▶ **What needs to be done**
Please list the data between the lines holding "Segment every instance of the tablet." and "[[[14,97],[27,97],[44,88],[32,67],[28,67],[12,71],[21,91]]]", inclusive, as a numbered list with blank lines dropped and pictures left out.

▶ **Task data**

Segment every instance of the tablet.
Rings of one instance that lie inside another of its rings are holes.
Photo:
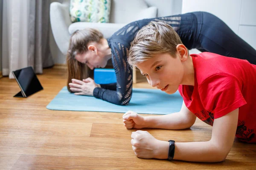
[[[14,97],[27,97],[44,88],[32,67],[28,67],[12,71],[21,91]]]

...

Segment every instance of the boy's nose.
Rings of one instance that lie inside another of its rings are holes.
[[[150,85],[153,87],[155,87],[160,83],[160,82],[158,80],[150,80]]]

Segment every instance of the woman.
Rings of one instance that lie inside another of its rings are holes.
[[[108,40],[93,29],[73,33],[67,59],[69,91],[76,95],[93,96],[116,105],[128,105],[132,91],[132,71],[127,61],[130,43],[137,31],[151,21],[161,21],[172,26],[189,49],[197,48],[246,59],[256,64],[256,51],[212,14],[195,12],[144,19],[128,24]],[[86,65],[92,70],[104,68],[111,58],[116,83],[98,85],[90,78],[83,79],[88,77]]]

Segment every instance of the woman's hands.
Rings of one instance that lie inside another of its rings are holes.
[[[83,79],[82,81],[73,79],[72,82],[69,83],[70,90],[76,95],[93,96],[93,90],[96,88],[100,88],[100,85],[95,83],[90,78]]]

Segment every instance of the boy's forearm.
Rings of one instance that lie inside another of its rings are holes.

* * *

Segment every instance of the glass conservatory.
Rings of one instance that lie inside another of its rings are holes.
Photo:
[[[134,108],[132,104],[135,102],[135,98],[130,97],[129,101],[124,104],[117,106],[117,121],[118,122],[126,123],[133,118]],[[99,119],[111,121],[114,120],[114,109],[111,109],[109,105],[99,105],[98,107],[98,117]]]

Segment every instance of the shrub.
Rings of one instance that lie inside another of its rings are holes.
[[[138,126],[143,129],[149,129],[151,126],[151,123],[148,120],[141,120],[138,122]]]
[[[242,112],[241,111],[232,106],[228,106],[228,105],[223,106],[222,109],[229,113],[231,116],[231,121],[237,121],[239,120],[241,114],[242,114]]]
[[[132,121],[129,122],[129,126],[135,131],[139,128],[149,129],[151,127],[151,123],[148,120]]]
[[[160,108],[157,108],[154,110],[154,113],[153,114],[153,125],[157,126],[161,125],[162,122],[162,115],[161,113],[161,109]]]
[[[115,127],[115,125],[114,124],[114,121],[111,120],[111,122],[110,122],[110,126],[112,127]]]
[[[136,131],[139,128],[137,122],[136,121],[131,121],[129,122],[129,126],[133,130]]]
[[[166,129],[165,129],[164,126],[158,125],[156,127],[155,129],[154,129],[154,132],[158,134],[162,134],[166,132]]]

▶ **Result of this exercise**
1. Segment every instance of the tablet.
2. Rings of one instance that lie inside another of its rings are holes.
3. Photo:
4. [[[14,97],[27,97],[44,88],[32,67],[28,67],[12,71],[21,91]]]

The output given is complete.